───── DOCUMENTO ─────

La humildad de Santa Catalina Labouré (1806-1876) no conoce parangón en la historia moderna de las apariciones marianas.

Vio a la Santísima Virgen el 27 de noviembre de 1830, y escuchó el lamento de Nuestra Señora por lo poco que se le rezaba: “Este globo que has visto es el mundo entero donde viven mis hijos. Estos rayos luminosos son las gracias y bendiciones que yo expando sobre todos aquellos que me invocan como Madre. ¡Me siento tan contenta al poder ayudar a los hijos que me imploran protección! ¡Pero hay tantos que no me invocan jamás! Y muchos de estos rayos preciosos quedan perdidos, porque pocas veces me rezan”.

Así que ordenó a la joven religiosa de San Vicente de Paúl que mandase fabricar una medalla con las indicaciones que ella le dió y la leyenda ¡Oh, María, sin pecado concebida! Ruega por nosotros, que acudimos a ti.



Sor Catalina le transmitió este deseo de la Madre de Dios a su confesor, quien al principio no la creyó. Cuando al fin lo hizo, pidió permiso al arzobispo de París para proceder a la fabricación, pero... sin revelar cuál era la monja origen de aquella solicitud del cielo.

Así comenzó la historia de la Medalla Milagrosa, que corrió paralelamente a la de la vida de Santa Catalina Labouré sin cruzarse nunca durante los siguientes 46 años. La medalla comenzó a fabricarse en 1832 y desde 1833 ya empezaron a llegar a la Rue du Bac de París, donde se ubicaba el convento, decenas de cartas de obispos de todo el mundo apuntando al resurgir de la fe y la vida de oración allí donde la Medalla Milagrosa se predicaba y distribuía.

───── DATOS PROPORCIONADOS ─────

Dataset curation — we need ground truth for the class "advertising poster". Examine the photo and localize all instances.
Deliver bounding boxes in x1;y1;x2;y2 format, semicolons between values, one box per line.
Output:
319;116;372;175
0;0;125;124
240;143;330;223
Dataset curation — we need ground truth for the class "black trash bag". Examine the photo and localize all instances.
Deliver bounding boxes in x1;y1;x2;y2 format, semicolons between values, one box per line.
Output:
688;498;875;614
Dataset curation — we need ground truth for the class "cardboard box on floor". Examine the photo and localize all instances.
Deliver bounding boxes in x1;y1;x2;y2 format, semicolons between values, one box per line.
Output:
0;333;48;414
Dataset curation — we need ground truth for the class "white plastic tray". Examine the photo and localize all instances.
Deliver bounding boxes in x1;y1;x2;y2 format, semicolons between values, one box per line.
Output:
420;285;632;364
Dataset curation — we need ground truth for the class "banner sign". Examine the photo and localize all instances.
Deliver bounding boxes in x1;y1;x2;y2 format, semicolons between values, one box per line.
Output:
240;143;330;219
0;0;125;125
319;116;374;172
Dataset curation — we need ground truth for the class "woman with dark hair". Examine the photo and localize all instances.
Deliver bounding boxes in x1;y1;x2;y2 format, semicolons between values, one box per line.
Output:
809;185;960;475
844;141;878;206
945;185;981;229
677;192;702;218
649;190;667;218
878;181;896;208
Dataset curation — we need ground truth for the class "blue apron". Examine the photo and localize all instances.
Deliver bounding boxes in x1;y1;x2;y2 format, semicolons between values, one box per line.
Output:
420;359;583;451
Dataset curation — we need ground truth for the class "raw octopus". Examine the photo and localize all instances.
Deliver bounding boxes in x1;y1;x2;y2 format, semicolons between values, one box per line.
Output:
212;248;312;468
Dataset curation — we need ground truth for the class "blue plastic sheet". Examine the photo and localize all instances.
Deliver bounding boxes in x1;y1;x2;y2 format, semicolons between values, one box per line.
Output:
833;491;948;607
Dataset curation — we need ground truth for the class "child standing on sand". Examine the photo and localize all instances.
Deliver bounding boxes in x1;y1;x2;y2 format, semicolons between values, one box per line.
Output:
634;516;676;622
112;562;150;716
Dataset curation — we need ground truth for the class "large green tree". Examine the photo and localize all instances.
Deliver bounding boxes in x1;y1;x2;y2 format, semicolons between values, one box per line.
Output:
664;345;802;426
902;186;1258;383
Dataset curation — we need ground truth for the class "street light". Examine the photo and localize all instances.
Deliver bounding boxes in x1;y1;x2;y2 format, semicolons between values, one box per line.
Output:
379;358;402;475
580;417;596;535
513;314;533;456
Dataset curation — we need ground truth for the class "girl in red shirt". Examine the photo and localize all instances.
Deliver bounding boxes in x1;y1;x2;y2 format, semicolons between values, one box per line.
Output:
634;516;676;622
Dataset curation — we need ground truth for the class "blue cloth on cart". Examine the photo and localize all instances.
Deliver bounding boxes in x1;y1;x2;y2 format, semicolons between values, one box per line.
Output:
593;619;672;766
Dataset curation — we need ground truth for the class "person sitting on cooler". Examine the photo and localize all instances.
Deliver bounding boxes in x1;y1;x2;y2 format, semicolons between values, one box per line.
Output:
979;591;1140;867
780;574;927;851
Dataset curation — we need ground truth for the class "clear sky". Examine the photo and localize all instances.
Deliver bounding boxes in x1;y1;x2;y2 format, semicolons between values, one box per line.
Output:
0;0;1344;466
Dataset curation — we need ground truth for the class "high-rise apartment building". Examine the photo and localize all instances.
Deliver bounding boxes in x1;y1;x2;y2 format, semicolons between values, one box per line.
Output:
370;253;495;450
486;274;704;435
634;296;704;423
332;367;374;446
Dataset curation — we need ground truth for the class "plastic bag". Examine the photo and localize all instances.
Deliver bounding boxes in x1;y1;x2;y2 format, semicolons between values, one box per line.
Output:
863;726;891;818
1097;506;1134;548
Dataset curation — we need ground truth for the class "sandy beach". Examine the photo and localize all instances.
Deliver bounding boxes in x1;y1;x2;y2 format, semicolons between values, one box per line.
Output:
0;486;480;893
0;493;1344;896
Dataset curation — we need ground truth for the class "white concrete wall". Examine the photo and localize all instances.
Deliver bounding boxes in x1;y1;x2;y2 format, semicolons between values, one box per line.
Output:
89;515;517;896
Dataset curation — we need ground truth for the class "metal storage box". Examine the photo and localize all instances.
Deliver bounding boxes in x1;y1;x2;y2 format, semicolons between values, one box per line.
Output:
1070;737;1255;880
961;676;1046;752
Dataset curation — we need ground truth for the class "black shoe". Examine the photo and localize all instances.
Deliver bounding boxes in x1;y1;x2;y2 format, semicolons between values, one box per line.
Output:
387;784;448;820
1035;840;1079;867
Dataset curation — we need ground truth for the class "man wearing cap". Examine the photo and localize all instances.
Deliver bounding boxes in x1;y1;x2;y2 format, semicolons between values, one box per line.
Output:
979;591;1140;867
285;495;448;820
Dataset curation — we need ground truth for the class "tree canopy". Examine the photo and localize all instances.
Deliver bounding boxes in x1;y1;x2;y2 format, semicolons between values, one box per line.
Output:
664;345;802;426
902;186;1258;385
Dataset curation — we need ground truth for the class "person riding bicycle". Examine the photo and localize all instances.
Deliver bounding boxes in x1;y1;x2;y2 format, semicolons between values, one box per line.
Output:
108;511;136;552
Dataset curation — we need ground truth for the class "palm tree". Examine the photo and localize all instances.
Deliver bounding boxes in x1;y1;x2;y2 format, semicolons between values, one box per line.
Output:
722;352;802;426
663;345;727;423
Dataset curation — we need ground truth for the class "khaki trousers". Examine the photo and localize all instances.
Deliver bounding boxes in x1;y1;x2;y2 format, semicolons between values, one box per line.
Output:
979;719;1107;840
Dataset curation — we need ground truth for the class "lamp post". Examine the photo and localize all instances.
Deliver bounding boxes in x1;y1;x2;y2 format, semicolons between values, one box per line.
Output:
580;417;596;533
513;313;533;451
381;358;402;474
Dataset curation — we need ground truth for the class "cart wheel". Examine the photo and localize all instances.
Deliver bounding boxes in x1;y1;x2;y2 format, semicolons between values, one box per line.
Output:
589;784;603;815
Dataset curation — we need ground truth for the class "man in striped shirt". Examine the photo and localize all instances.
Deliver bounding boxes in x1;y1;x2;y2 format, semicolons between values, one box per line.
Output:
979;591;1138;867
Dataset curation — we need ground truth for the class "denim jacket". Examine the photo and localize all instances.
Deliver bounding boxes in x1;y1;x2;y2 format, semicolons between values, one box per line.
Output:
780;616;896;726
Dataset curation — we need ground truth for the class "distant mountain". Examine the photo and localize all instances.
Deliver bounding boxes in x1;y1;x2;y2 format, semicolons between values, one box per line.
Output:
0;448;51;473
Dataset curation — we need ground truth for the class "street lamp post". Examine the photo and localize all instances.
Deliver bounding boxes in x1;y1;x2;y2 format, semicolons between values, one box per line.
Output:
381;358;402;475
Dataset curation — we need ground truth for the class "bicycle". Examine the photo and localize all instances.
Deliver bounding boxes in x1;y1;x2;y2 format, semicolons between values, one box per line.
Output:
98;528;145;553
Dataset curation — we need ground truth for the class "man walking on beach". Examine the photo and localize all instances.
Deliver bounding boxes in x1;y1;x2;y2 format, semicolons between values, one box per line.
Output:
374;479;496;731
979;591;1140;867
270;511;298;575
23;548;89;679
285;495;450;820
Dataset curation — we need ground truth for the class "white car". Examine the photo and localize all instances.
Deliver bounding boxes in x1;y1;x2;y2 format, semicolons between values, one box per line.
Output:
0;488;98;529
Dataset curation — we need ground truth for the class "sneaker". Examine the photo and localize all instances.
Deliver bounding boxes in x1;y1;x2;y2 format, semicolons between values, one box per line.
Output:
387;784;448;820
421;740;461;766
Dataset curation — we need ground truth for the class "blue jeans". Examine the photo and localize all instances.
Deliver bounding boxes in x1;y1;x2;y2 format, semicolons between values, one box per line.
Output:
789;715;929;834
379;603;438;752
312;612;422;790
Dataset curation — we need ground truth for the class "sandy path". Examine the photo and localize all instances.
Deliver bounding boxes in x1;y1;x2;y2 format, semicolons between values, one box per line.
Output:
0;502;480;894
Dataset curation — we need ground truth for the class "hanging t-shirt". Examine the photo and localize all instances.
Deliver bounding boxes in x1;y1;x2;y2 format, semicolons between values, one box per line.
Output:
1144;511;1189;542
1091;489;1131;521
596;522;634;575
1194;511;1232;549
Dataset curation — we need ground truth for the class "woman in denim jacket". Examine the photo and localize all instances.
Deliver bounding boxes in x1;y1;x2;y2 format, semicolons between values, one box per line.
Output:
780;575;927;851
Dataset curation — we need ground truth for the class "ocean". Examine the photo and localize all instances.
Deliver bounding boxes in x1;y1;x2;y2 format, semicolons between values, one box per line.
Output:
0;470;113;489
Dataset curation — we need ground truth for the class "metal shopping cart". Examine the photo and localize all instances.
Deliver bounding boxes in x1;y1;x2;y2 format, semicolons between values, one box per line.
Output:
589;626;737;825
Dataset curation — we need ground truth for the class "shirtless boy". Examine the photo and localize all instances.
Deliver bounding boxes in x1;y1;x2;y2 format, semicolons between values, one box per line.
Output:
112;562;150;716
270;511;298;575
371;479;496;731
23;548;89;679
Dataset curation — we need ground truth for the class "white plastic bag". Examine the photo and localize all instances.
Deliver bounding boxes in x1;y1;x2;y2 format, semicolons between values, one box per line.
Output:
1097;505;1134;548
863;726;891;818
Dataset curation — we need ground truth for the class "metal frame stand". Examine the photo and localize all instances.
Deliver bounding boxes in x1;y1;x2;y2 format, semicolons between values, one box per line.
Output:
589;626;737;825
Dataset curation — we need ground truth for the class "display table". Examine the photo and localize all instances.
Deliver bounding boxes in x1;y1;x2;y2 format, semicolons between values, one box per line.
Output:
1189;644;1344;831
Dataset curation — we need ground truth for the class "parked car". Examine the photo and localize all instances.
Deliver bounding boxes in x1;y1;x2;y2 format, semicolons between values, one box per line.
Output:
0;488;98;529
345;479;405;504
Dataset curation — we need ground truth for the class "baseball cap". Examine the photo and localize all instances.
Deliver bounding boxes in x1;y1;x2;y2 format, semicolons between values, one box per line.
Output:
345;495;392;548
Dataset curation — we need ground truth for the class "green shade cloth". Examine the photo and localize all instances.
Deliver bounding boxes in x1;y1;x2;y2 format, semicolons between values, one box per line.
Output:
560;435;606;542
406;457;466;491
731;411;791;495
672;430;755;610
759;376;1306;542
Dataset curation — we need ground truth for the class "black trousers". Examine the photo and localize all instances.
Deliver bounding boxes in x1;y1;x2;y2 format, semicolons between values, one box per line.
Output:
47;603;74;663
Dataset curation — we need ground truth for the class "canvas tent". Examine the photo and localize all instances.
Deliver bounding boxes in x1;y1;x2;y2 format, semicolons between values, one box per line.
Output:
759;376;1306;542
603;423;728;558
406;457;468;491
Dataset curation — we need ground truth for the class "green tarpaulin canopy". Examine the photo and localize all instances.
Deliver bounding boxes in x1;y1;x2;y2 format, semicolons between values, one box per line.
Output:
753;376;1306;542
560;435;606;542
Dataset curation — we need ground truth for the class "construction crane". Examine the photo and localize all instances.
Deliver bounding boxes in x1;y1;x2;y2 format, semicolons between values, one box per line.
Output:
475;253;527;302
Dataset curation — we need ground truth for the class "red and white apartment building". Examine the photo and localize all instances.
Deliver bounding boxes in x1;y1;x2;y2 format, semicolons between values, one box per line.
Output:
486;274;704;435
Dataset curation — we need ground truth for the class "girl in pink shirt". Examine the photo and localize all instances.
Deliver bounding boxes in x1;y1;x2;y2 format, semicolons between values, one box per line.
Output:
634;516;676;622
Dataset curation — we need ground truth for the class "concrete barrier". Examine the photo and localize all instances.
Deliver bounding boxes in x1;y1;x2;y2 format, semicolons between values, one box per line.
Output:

─────

CONSIGNA 1. Copia el fragmento del texto sobre Santa Catalina Labouré que empieza en las palabras "La humildad de" y termina tras "acudimos a ti.". Cambia el nombre "Santísima Virgen" por "Virgen María".
CONSIGNA 2. Enumera todos los años que aparecen escritos en el texto sobre Santa Catalina Labouré.

RESULTADO 1.
La humildad de Santa Catalina Labouré (1806-1876) no conoce parangón en la historia moderna de las apariciones marianas.

Vio a la Virgen María el 27 de noviembre de 1830, y escuchó el lamento de Nuestra Señora por lo poco que se le rezaba: “Este globo que has visto es el mundo entero donde viven mis hijos. Estos rayos luminosos son las gracias y bendiciones que yo expando sobre todos aquellos que me invocan como Madre. ¡Me siento tan contenta al poder ayudar a los hijos que me imploran protección! ¡Pero hay tantos que no me invocan jamás! Y muchos de estos rayos preciosos quedan perdidos, porque pocas veces me rezan”.

Así que ordenó a la joven religiosa de San Vicente de Paúl que mandase fabricar una medalla con las indicaciones que ella le dió y la leyenda ¡Oh, María, sin pecado concebida! Ruega por nosotros, que acudimos a ti.

RESULTADO 2. 1806, 1876, 1830, 1832, 1833